Stored entries
# # # #
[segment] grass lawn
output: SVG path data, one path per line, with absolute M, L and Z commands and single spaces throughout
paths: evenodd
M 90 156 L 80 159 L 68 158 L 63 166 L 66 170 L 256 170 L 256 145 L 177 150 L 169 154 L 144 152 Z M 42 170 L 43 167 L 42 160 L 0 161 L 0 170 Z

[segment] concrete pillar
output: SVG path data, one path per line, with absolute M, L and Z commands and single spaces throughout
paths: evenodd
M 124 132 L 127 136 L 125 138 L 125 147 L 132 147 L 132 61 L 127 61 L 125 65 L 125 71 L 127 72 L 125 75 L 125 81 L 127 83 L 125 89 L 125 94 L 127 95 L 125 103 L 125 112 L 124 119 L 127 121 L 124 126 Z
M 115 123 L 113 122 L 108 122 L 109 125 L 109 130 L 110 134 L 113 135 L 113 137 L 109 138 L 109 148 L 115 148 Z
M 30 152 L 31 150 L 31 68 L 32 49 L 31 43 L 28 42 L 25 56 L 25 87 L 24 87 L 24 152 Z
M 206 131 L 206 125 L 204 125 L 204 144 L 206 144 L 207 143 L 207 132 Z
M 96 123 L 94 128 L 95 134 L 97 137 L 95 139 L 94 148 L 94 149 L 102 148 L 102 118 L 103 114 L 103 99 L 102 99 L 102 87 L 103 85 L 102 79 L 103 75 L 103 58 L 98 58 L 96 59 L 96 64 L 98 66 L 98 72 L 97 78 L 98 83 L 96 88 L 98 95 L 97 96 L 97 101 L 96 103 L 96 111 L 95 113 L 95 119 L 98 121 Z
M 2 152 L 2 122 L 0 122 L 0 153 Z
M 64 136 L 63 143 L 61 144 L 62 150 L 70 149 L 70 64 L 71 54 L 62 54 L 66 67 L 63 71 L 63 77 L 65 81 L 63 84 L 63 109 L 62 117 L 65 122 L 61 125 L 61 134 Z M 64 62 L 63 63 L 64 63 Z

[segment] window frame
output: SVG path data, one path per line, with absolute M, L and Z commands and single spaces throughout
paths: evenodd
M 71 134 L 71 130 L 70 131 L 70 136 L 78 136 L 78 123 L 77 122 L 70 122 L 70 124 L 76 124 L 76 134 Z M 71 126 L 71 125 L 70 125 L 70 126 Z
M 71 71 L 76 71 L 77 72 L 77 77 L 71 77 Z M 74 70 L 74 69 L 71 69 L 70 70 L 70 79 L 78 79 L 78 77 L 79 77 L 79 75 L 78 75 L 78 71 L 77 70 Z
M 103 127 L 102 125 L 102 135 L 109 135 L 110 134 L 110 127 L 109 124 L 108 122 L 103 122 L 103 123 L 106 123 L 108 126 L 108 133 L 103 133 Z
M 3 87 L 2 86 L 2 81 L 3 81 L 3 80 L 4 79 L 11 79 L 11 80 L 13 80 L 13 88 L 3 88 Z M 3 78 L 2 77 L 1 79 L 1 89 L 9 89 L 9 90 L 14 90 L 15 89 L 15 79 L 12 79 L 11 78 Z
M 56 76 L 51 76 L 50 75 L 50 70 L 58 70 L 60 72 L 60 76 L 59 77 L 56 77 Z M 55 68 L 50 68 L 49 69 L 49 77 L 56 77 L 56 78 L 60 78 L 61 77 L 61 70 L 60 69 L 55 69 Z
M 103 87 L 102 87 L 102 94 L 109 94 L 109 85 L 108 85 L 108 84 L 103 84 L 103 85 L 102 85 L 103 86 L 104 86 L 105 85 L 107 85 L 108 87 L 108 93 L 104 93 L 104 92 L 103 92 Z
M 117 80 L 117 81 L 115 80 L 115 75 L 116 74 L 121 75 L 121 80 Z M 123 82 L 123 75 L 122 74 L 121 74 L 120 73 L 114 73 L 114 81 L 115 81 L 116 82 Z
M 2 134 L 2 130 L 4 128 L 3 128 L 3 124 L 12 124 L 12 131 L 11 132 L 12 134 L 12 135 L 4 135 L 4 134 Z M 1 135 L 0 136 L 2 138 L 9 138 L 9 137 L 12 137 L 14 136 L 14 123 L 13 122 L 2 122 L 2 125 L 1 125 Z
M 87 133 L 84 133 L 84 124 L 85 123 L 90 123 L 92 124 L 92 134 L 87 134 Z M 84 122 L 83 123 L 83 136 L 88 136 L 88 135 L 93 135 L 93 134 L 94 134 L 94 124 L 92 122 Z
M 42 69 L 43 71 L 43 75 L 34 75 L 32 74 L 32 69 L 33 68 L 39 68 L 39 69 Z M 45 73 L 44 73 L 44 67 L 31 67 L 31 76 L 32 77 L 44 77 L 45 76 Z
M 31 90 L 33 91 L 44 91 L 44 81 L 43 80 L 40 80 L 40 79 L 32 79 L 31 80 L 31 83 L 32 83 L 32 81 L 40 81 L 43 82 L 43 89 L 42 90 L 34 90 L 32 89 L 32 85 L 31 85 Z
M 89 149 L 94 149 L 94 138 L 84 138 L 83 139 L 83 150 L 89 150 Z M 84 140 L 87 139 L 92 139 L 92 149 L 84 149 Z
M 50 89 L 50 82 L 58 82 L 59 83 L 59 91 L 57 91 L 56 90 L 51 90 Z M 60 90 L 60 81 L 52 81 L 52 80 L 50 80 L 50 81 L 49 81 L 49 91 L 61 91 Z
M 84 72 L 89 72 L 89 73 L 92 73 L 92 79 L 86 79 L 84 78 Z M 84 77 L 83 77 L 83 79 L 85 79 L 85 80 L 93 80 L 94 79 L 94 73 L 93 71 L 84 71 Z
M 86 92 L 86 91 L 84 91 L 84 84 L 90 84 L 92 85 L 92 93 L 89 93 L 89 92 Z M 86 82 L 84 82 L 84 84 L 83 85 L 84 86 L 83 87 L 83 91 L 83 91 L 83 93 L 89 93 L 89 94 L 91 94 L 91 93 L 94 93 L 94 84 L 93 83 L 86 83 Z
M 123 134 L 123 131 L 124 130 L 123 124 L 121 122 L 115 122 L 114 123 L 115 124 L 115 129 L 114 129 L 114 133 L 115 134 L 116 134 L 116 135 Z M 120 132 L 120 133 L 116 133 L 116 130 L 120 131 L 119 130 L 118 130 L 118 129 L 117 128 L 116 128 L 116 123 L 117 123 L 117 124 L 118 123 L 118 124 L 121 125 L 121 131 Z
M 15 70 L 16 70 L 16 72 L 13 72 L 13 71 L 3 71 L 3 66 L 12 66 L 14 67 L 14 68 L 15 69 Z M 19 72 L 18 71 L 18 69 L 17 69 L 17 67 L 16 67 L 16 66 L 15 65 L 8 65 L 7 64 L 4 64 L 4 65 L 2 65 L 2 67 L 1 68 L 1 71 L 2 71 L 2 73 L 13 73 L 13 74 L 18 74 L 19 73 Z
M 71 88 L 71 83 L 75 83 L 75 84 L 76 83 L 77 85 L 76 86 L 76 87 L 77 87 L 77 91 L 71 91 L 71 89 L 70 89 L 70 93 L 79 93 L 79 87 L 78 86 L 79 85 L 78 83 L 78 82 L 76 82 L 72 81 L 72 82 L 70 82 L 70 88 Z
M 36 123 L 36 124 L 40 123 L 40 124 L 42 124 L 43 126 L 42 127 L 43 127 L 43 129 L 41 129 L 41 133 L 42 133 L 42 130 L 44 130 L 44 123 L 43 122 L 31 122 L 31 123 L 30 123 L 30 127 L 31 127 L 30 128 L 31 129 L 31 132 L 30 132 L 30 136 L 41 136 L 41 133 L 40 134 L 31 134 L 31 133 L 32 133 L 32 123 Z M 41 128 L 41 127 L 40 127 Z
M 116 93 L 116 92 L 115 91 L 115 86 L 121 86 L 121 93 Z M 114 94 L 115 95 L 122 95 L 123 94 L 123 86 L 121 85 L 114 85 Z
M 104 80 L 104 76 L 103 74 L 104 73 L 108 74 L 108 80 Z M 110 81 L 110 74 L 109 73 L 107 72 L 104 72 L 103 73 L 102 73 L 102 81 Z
# # # #
Write out, unchanged, the lines that begin with the line containing "[segment] window frame" and end with the line containing "M 56 76 L 51", counting both of those lines.

Response to the task
[segment] window frame
output: SVG path data, one path per line, with absolute M, L and Z commands and single spaces throughout
paths: evenodd
M 71 134 L 71 130 L 70 131 L 70 136 L 78 136 L 78 123 L 77 122 L 70 122 L 70 124 L 76 124 L 76 134 Z M 71 126 L 71 125 L 70 125 L 70 126 Z
M 71 71 L 76 71 L 77 72 L 77 77 L 71 77 Z M 74 70 L 74 69 L 71 69 L 70 70 L 70 79 L 78 79 L 78 77 L 79 77 L 79 75 L 78 75 L 78 71 L 77 70 Z
M 103 127 L 102 125 L 102 135 L 109 135 L 110 134 L 110 127 L 109 124 L 108 122 L 103 122 L 103 123 L 106 123 L 108 126 L 108 133 L 103 133 Z
M 3 87 L 2 86 L 2 81 L 3 81 L 3 80 L 4 79 L 11 79 L 11 80 L 13 80 L 13 88 L 3 88 Z M 3 78 L 2 77 L 1 79 L 1 89 L 9 89 L 9 90 L 14 90 L 15 89 L 15 79 L 12 79 L 11 78 Z
M 56 76 L 51 76 L 50 75 L 50 70 L 58 70 L 60 72 L 60 76 L 59 77 L 56 77 Z M 55 68 L 50 68 L 49 69 L 49 77 L 56 77 L 56 78 L 60 78 L 61 77 L 61 70 L 60 69 L 55 69 Z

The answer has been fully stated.